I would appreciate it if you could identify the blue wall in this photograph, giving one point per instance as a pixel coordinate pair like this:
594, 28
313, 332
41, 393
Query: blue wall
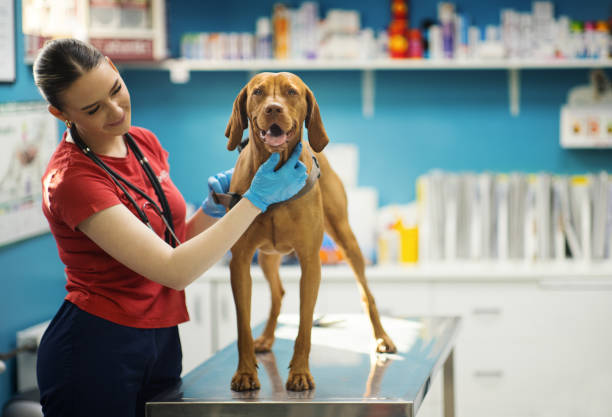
454, 120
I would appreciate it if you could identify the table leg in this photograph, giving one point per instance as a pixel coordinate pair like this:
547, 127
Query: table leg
449, 386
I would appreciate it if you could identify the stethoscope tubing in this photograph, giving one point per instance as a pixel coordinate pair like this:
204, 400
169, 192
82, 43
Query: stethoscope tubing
170, 236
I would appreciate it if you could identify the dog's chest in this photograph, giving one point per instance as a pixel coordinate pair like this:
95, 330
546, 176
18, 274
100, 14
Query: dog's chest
284, 228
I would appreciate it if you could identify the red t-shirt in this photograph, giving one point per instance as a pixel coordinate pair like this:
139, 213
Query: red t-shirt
74, 188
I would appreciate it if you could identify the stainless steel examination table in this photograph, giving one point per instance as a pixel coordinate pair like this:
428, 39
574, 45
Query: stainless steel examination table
350, 379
○ ○ ○
**PROBLEM STATEMENT:** Set down all of the entries exactly. Leave the pictures out.

**EXERCISE RESPONSE:**
I would appreciate it if you could identify the blue wall in this photograph, giving one point per instance as a pixel coordinate pair like this:
594, 28
313, 332
41, 393
Query: blue wall
454, 120
I would appreciate it if you could identify the table leg in this photograph, giving one point per instance as a pixel coordinate pair like this:
547, 127
Query: table leg
449, 386
I would appreciate it if you could identify the stethoscope tubing in this photograph, giving one point per instance as a pixel coordinate pair like this:
204, 400
169, 192
82, 43
Query: stethoscope tubing
170, 236
I would appreciate it if you could identify the dog's chest in this photograph, giving one point per instance as a pixel coordinate pair like this:
95, 330
546, 176
18, 274
100, 14
Query: dog's chest
284, 228
I would appreciate it if you could identify the red t-shirt in this photograph, giving one point per instance as a pixel coordinate pair like this:
139, 213
Query: red t-shirt
74, 188
I would appreciate it if you could identify the stainless steel examination table in this photograph, giving one point per instance as a pixel coordinate pair like this:
428, 39
574, 45
Query: stainless steel examination table
350, 379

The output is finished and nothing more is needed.